** Begin DOCUMENT SEGMENT **

# Happy Birthday Mr. Rader



## mr drinky (Apr 17, 2012)

Have a sharp and wonderful day.

k.


----------



## Crothcipt (Apr 17, 2012)

:hbday:arty2:


----------



## Johnny.B.Good (Apr 17, 2012)

Happy birthday Michael!


----------



## Twistington (Apr 17, 2012)

Happy birthday!


----------



## Deckhand (Apr 17, 2012)

Happy birthday! Hope it is a great day for you.


----------



## oivind_dahle (Apr 17, 2012)

Woot! Getting older


----------



## MadMel (Apr 17, 2012)

Happy Birthday!!


----------



## The Edge (Apr 17, 2012)

Happy Birthday!


----------



## Mike Davis (Apr 17, 2012)

Happy Birthday Michael!!!!


----------



## Pensacola Tiger (Apr 17, 2012)

Happy Birthday, Michael!


----------



## Eamon Burke (Apr 17, 2012)

hey, happy birthday!


----------



## WildBoar (Apr 17, 2012)

Happy birthday!


----------



## Andrew H (Apr 17, 2012)

Happy Birthday!


----------



## tk59 (Apr 17, 2012)

Happy birthday, Michael.


----------



## kalaeb (Apr 17, 2012)

Have a happy birthday!

** End DOCUMENT SEGMENT **
** Begin MATERIAL PROVIDED **

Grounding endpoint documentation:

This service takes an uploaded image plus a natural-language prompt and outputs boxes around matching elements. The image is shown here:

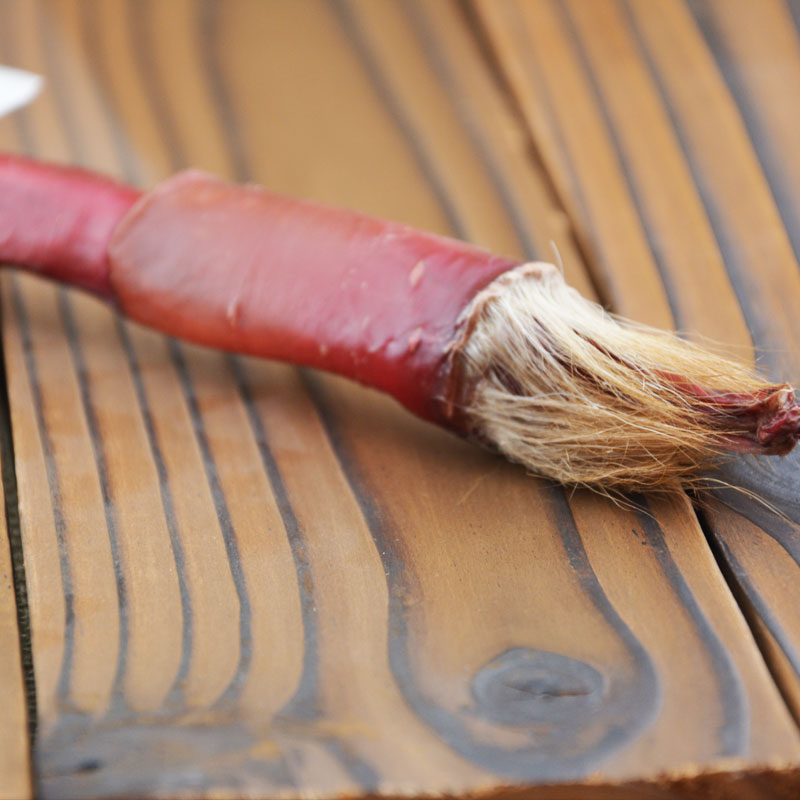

** End MATERIAL PROVIDED **

REQUEST A: In the birthday thread, rewrite Deckhand's post beginning "Happy birthday! Hope it" more briefly, keeping its main points.
REQUEST B: Translate the sentence "Have a happy birthday!" from the birthday thread into Spanish.

WRITTEN SOLUTION A: Happy birthday, and have a great day!

WRITTEN SOLUTION B: ¡Que tengas un feliz cumpleaños!